→ **DIRECTION**: Could you copy out every one of the items below, line for line, with no changes?
[begin EXTRACTED MATERIAL]
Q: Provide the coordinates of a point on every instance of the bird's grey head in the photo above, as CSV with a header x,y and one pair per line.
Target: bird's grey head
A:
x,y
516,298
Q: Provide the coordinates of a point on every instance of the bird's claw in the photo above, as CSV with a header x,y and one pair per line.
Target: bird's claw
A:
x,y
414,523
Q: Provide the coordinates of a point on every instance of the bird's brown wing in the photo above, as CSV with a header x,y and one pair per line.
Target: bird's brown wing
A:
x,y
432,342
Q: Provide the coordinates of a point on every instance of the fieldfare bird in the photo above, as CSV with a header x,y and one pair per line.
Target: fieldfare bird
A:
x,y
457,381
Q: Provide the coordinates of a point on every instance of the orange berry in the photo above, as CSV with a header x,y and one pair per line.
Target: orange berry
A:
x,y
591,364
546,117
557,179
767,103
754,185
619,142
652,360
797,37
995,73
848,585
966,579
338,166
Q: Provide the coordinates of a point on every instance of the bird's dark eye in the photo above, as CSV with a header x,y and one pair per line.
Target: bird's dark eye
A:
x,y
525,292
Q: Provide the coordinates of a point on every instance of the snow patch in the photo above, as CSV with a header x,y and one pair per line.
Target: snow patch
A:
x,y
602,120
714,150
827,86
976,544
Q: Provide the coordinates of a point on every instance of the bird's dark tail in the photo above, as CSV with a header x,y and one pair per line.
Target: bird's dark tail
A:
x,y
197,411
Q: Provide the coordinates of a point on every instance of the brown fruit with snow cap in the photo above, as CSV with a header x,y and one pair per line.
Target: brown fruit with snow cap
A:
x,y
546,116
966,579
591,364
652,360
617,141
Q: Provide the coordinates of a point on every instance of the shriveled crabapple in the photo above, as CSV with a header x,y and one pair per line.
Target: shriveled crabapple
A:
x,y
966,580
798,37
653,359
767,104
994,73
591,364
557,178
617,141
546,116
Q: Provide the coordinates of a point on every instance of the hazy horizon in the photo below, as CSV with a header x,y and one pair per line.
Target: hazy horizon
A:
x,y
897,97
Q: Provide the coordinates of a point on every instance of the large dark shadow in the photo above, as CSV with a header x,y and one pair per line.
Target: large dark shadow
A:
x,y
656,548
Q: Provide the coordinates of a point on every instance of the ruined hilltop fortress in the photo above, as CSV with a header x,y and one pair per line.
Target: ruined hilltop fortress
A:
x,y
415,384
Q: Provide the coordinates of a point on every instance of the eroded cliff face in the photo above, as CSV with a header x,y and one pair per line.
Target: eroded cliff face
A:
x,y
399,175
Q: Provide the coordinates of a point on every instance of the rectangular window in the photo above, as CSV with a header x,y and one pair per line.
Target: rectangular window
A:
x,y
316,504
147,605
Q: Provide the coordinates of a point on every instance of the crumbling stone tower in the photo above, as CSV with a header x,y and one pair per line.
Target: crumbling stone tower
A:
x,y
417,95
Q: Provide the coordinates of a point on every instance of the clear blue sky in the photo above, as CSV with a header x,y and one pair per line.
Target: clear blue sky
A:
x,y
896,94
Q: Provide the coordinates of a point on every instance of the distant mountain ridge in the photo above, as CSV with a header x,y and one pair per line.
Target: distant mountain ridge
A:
[end EXTRACTED MATERIAL]
→ **SOLUTION FOR THIS PROBLEM**:
Q: Provide the coordinates of a point on every instance of the bird's grey head in the photo above, as CSV with a header x,y and one pair per line.
Target: bird's grey head
A:
x,y
516,298
Q: Provide the coordinates of a point on every instance of the bird's claw in the photo above, as CSV with a header x,y and one pair per line.
Target: bird's claw
A:
x,y
414,523
Q: Provide the coordinates of a point on every instance of the bird's brown wing in the photo above, as CSV with a header x,y and one pair per line.
Target: bird's brown wing
A:
x,y
432,342
Q: Provide the coordinates of a point on every instance of the fieldfare bird in the photo above, as CSV with a header x,y and one pair per line.
Target: fieldfare bird
A:
x,y
457,381
Q: Provide the coordinates of a point on every instance of the orange berry in the photo above, as CSV with a header x,y and one pair per line.
Target: orange berry
A:
x,y
591,364
546,117
557,179
767,103
754,185
619,142
652,360
797,37
995,73
848,585
966,579
338,166
Q: Provide the coordinates of a point on every instance of the bird's dark eye in the photo above, as CSV with a header x,y and one pair per line.
Target: bird's dark eye
A:
x,y
525,292
Q: Provide the coordinates of a point on every instance of the snow patch in the photo above, as CSV with a header x,y and one pair per line.
Target: snow patch
A:
x,y
602,120
714,150
827,86
976,544
Q: Provide the coordinates of a point on every instance of the bird's dark tail in the photo above, as CSV with a header x,y and one pair per line.
Target: bird's dark tail
A:
x,y
197,411
Q: Provide the coordinates of a point on every instance of the brown fruit with snow cap in the photo above, as CSV with a header x,y and one pair per line.
Target: brown fruit with snow cap
A:
x,y
546,116
966,579
591,364
652,360
617,141
Q: Provide the coordinates of a point on every instance of the shriveled crabapple in the photo above, as CSV with a header x,y and one pair per line.
Target: shriveled crabapple
A:
x,y
966,580
798,37
653,359
767,104
994,73
591,364
557,178
617,141
546,116
Q: Provide the coordinates of a point on every instance of the hazy horizon in the photo below, as CSV with a header x,y and one pair per line.
Target: hazy horizon
A:
x,y
897,97
Q: Provide the coordinates of a point on every instance of the large dark shadow in the photo above, as CSV with a header x,y and one pair per line.
Target: large dark shadow
A:
x,y
656,548
Q: Provide the coordinates of a point on every instance of the ruined hilltop fortress in the photo above, as CSV with a header x,y and one pair per line.
Target: ruined hilltop fortress
A:
x,y
415,384
Q: Provide the coordinates of a point on every instance of the eroded cliff face in the photo above, as CSV with a header x,y and one pair per line.
Target: eroded cliff face
A:
x,y
399,175
Q: Provide the coordinates of a point on every instance of the rectangular window in the photo above, as CSV with a header x,y and one pair per line.
Target: rectangular window
A:
x,y
316,504
147,605
Q: Provide the coordinates of a point on every instance of the crumbling stone tower in the photo above, as CSV with a header x,y and one pair per line.
Target: crumbling stone tower
A:
x,y
417,95
Q: Provide the coordinates of a point on every instance of the clear blue sky in the photo above, as CSV with a header x,y and one pair per line.
Target: clear blue sky
A:
x,y
896,94
Q: Provide the coordinates of a point on every instance of the distant mountain ridge in the photo above, as CSV with a header x,y and one pair per line.
Target: distant mountain ridge
A:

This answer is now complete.